_THE REQUEST_:
Pick out every line of the listing below that contains the string "sandal", matching case exactly, and copy each one in full.

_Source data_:
>> BEGIN

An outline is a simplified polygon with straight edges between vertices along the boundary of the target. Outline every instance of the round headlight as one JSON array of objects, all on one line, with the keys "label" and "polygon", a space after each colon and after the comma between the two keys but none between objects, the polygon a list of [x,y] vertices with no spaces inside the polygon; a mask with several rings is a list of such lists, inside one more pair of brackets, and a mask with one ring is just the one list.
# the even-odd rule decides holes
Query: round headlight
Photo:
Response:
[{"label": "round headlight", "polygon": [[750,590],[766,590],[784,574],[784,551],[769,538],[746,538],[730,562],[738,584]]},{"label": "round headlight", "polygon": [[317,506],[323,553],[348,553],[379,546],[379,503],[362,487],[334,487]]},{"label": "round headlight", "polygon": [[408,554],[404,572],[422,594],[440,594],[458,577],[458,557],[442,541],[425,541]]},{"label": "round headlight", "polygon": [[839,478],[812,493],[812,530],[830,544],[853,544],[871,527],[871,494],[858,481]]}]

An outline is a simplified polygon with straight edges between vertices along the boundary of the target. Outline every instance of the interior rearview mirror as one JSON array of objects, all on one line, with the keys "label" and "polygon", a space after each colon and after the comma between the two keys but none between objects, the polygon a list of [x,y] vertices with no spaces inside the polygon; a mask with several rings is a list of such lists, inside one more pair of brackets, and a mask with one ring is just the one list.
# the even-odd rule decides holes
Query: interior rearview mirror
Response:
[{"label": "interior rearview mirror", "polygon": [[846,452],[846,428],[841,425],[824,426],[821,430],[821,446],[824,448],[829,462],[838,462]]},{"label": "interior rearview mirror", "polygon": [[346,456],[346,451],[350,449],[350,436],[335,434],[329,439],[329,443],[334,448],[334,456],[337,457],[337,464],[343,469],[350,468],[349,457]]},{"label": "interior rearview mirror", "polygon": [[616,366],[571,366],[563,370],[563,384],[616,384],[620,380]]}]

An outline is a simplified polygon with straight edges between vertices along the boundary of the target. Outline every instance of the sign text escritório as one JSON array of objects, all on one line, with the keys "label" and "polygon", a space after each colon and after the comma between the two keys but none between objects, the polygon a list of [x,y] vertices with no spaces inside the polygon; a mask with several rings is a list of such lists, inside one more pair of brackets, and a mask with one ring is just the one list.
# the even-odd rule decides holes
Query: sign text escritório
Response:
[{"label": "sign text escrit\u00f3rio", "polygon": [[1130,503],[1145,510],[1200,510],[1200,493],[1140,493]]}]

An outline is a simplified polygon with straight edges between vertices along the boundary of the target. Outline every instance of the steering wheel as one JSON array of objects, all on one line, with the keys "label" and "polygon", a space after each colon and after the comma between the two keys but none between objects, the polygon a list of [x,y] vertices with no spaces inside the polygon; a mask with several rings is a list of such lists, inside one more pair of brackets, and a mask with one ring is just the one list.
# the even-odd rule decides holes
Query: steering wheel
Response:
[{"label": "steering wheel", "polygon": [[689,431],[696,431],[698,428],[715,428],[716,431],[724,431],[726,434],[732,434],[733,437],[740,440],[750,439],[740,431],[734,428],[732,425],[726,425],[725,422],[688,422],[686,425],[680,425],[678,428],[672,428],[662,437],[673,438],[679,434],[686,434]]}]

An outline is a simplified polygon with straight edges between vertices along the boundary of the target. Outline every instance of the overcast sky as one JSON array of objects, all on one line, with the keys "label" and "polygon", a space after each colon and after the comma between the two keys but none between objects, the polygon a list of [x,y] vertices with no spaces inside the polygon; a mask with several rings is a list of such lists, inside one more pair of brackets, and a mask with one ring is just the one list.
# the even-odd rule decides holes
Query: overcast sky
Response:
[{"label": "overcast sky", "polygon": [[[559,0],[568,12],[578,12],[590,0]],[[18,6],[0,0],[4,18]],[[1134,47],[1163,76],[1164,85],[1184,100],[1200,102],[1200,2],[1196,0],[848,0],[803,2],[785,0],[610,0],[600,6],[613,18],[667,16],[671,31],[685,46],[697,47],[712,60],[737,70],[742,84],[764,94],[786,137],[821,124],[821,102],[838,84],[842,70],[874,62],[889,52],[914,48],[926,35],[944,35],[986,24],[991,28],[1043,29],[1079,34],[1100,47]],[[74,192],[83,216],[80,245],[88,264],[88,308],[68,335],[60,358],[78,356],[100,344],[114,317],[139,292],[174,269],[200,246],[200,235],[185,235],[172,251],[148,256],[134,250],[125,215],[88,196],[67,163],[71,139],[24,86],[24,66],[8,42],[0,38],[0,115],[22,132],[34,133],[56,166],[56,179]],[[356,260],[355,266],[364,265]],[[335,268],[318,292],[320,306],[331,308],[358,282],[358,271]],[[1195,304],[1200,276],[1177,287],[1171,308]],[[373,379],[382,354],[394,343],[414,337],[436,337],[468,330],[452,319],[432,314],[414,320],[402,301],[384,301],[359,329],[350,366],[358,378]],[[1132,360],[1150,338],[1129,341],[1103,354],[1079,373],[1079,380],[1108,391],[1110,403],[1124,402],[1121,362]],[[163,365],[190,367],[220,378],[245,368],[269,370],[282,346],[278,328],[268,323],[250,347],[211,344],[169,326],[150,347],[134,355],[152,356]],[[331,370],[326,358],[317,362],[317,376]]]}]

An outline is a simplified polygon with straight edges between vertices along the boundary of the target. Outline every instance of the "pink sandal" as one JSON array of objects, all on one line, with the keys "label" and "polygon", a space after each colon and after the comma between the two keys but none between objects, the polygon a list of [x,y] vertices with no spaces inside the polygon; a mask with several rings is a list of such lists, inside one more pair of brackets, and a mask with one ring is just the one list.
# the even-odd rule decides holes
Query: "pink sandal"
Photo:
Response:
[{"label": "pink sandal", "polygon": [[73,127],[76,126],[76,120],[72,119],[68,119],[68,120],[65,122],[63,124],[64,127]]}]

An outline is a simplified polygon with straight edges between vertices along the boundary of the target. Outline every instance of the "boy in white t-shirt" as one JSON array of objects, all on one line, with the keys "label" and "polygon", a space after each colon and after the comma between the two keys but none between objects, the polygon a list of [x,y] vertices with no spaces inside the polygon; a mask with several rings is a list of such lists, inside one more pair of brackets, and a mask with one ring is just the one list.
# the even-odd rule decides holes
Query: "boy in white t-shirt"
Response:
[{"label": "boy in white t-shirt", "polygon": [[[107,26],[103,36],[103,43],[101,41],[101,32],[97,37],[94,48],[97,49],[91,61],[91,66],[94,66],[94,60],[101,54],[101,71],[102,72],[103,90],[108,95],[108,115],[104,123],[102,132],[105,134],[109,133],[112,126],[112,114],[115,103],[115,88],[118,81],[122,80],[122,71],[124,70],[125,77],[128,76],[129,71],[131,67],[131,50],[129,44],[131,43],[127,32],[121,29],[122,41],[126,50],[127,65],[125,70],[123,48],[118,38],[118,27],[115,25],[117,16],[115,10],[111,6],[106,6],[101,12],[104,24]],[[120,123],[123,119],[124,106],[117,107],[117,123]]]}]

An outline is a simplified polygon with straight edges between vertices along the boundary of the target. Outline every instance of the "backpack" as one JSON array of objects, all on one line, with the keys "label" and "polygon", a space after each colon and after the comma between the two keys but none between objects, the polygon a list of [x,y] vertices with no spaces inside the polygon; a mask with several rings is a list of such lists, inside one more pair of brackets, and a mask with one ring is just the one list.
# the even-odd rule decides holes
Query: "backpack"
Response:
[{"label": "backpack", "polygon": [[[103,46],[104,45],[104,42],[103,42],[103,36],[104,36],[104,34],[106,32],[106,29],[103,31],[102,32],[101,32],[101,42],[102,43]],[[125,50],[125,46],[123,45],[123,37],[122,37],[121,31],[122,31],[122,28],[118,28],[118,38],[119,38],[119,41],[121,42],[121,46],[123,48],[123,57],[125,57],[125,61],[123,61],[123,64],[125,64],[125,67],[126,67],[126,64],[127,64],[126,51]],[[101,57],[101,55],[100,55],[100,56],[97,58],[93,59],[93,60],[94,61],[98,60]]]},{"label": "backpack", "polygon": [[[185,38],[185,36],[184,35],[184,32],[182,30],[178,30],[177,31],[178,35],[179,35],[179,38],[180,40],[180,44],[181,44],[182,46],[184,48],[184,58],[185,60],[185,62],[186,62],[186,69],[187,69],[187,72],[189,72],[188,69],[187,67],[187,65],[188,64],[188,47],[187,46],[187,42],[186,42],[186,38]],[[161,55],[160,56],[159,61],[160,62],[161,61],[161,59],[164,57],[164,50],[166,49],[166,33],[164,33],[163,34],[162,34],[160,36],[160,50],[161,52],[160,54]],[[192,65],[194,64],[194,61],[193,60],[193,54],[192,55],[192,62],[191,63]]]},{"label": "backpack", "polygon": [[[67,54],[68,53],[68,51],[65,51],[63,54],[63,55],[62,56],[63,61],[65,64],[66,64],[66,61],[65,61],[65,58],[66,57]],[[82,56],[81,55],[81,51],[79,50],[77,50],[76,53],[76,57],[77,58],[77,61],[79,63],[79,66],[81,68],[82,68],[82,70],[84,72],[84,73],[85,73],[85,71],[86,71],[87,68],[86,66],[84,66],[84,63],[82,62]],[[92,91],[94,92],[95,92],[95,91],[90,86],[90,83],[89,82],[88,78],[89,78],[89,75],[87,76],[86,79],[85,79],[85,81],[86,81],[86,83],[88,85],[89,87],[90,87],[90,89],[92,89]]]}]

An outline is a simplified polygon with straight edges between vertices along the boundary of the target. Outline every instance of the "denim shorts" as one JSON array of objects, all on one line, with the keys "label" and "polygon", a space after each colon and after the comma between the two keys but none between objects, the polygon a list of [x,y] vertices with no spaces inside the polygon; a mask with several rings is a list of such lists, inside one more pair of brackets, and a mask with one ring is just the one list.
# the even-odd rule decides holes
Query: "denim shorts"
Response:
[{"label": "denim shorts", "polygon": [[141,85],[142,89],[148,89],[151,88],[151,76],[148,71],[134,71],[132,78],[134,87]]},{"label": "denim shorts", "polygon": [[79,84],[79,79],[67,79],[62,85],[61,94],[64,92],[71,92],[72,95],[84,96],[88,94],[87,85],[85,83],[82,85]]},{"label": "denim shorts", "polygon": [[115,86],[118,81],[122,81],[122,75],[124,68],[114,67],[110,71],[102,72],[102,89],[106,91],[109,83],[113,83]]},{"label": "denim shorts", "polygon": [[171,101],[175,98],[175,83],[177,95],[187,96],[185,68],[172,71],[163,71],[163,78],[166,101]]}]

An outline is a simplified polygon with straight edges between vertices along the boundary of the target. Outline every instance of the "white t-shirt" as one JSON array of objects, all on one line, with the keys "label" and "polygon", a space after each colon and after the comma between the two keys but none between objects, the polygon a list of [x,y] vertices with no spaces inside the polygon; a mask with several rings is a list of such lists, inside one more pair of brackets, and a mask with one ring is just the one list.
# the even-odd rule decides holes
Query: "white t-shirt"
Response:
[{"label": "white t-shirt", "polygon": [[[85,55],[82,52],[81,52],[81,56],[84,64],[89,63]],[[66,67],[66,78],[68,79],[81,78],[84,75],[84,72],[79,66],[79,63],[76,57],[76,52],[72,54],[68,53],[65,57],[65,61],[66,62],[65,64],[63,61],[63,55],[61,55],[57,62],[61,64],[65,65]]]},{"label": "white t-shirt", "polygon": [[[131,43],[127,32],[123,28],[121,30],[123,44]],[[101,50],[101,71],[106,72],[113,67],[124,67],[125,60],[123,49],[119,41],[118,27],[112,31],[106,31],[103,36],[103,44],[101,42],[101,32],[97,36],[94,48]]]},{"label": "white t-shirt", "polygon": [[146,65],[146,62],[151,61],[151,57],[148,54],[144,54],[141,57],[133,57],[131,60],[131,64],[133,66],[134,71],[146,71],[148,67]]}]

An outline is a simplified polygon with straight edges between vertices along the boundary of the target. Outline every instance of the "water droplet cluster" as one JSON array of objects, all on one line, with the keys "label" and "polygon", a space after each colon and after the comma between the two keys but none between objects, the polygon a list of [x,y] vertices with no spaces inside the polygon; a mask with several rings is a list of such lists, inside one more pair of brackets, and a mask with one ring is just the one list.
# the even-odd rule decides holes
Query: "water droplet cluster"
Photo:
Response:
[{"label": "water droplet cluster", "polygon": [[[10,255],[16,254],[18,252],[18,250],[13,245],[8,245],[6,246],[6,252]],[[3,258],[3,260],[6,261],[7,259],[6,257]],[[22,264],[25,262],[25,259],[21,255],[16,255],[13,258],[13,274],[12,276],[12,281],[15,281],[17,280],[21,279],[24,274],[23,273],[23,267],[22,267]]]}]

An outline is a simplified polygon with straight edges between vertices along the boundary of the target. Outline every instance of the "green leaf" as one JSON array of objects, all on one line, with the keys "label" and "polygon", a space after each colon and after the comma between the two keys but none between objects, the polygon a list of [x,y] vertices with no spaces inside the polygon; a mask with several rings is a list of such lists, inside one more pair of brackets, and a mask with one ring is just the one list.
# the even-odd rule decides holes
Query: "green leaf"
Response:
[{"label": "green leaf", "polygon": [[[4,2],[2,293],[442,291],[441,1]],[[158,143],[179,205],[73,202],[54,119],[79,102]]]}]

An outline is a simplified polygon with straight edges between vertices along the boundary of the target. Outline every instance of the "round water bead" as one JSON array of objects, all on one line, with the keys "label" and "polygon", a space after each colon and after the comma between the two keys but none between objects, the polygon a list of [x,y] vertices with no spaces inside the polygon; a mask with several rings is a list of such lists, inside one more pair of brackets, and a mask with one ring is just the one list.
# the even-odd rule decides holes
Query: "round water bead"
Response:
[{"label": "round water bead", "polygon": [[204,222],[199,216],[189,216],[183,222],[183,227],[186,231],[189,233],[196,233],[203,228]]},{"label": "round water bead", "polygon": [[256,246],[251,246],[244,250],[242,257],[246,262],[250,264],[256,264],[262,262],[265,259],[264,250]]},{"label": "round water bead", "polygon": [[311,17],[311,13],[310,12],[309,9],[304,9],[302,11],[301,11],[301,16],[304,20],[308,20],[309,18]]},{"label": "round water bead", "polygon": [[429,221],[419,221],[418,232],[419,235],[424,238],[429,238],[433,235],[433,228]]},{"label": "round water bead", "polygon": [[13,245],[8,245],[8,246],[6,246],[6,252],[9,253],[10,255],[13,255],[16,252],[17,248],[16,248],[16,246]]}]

>> END

_COMPLETED TASK_:
An outline is a simplified polygon with straight edges between vertices along the boundary of the target. Outline every instance of the "pink sandal" as one JSON array of objects, all on one line, with the keys "label" and "polygon", a space after each colon and after the comma between the two keys but none between objects, the polygon a list of [x,y] vertices with no spaces inside the polygon; a mask with several rings is a list of such lists, inside one more pair of brackets, and a mask with one ring is just the one list.
Query: "pink sandal"
[{"label": "pink sandal", "polygon": [[73,127],[76,126],[76,120],[72,119],[68,119],[68,120],[65,122],[63,124],[64,127]]}]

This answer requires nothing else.